→ What is needed:
In the rows, take the stretch that opens with the line containing "Practice. Locate the dragonfly in" and closes with the line containing "[(827, 557)]". Reproduce only those lines, swapping "dragonfly" for "damselfly" and leaving everything else unchanged.

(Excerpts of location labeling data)
** begin **
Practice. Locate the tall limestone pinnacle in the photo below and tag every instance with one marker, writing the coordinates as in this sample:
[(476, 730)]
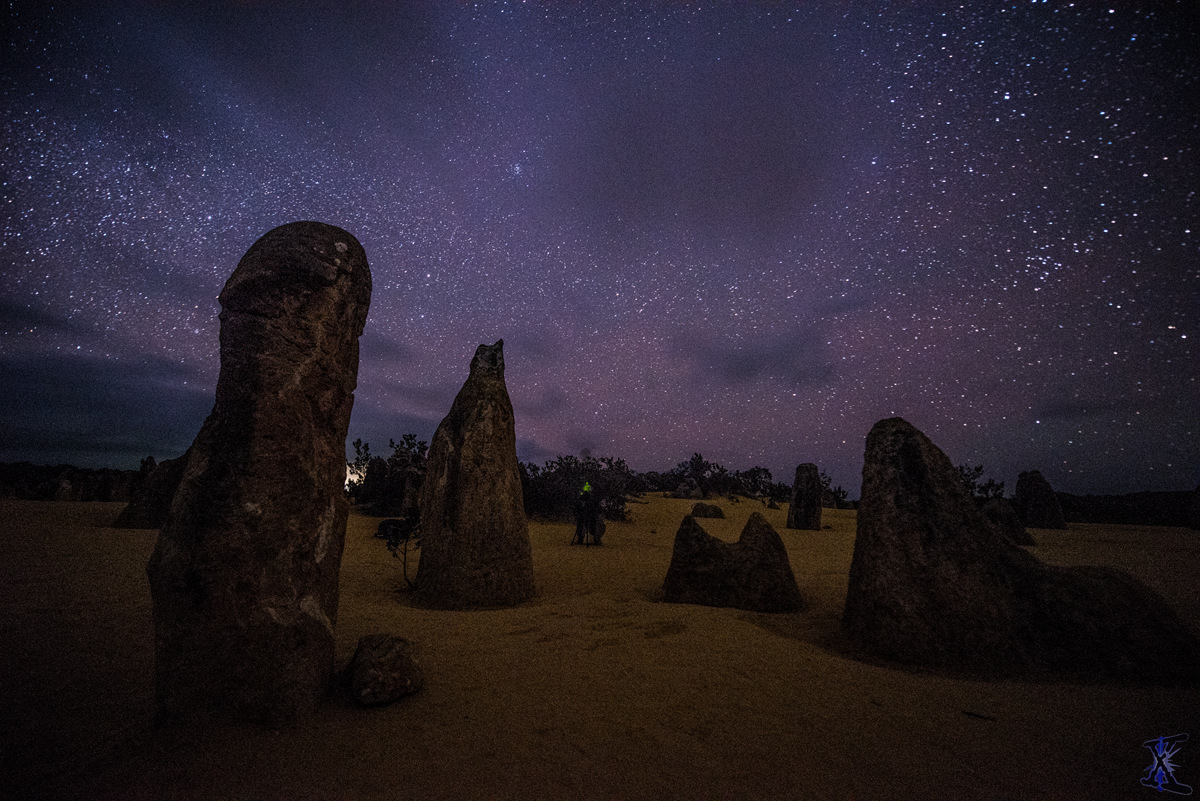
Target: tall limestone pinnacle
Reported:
[(474, 535), (244, 576)]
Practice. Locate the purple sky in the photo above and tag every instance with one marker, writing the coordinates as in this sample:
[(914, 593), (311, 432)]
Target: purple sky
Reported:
[(744, 229)]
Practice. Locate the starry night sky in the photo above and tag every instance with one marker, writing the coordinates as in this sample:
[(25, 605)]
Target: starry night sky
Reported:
[(744, 229)]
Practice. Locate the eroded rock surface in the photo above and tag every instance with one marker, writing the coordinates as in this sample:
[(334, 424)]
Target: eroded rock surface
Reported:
[(244, 577), (383, 670), (474, 535), (934, 584), (804, 511), (1000, 512), (751, 573)]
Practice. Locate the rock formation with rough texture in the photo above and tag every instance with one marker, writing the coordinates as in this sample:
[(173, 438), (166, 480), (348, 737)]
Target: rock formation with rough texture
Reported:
[(751, 573), (474, 535), (707, 510), (151, 497), (383, 670), (934, 584), (1036, 501), (1001, 513), (804, 511), (244, 577)]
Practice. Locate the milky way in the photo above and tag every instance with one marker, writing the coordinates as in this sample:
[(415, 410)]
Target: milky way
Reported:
[(747, 230)]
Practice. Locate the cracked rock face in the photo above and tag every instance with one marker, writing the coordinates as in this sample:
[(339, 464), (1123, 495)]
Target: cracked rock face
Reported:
[(474, 535), (244, 577)]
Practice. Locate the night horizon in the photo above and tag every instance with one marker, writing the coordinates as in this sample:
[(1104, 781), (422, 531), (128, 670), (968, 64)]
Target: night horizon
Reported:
[(749, 232)]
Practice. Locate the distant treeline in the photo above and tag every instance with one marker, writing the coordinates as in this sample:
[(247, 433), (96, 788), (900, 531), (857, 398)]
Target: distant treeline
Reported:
[(25, 481), (1135, 509), (389, 486)]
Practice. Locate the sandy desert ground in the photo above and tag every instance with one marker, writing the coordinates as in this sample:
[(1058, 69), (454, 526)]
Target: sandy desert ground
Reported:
[(595, 690)]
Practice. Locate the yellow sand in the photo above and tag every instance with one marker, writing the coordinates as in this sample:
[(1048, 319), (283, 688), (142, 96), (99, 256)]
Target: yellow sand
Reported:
[(595, 690)]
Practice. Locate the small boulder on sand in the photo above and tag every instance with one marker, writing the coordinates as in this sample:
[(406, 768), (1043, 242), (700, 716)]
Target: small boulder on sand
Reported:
[(383, 670)]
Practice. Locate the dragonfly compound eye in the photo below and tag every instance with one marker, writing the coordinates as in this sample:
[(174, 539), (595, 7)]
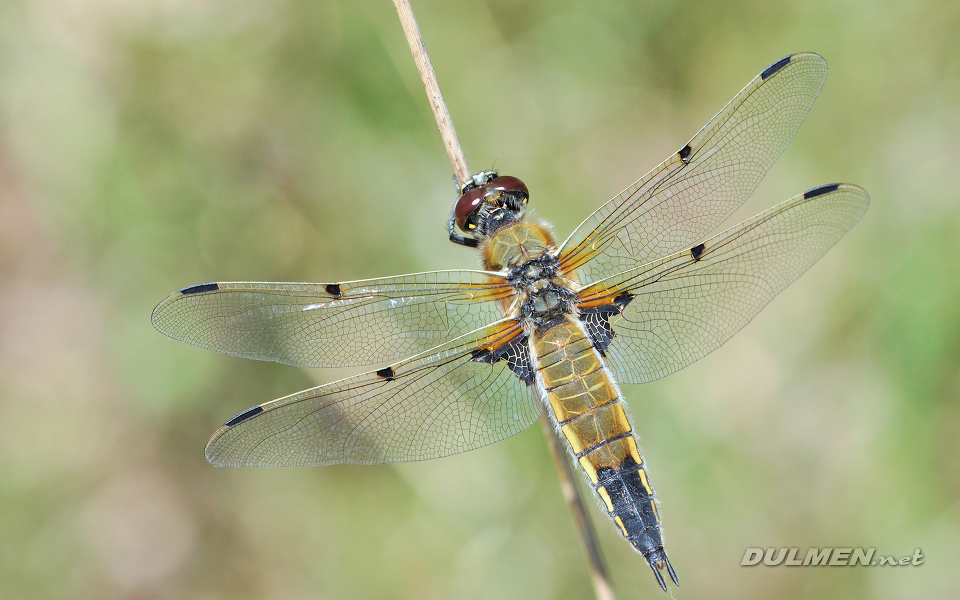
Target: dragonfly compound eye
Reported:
[(467, 206)]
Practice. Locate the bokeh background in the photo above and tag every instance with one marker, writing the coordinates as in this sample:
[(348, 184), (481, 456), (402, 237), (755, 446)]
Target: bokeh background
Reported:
[(151, 144)]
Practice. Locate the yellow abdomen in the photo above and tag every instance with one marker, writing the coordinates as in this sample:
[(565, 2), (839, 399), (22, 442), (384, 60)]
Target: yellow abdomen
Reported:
[(586, 405)]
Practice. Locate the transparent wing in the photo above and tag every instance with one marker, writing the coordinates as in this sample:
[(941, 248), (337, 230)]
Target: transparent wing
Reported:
[(333, 325), (443, 402), (694, 191), (679, 309)]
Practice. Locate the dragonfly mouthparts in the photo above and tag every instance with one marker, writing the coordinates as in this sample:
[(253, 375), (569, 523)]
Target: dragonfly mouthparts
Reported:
[(658, 560)]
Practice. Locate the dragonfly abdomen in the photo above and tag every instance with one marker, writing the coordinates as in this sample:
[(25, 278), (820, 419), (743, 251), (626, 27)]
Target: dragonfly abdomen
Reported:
[(586, 405)]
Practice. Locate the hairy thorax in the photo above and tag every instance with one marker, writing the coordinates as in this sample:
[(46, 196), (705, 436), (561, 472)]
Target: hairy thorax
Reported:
[(543, 294)]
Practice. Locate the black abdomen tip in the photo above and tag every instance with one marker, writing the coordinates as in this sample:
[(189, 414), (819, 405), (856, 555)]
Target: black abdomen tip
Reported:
[(769, 71), (200, 289), (245, 415)]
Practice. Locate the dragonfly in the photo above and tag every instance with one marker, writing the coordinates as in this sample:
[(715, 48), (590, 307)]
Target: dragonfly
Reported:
[(635, 293)]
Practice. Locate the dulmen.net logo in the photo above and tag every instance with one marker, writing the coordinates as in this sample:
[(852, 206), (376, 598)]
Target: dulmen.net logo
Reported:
[(827, 557)]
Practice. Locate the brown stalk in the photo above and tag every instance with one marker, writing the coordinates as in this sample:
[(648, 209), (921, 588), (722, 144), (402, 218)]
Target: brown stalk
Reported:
[(568, 484)]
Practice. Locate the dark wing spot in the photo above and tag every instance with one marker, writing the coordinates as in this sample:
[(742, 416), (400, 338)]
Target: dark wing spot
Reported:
[(247, 414), (481, 355), (517, 354), (823, 189), (596, 321), (622, 300), (769, 71), (199, 289), (697, 251)]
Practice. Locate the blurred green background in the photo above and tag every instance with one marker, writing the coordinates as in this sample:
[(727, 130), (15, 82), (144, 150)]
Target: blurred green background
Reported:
[(149, 145)]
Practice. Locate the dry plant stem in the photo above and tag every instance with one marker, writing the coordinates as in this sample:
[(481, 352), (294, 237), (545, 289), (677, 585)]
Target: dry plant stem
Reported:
[(430, 85), (568, 483), (571, 492)]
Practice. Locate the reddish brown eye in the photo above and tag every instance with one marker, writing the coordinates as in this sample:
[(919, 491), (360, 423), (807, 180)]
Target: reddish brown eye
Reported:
[(466, 206), (509, 184)]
** end **
→ Response for this exercise:
Practice. Locate the damselfly in the photo above and tag every instance with one marker, writing the coordinates as in this sample:
[(715, 48), (590, 307)]
Target: damselfly
Reported:
[(635, 293)]
Practice. Locate the dulmen.net logo in the photo above and tag every instance with one marker, writing the coordinates as in this sample:
[(852, 206), (376, 598)]
Target: dulmen.net logo
Reported:
[(827, 557)]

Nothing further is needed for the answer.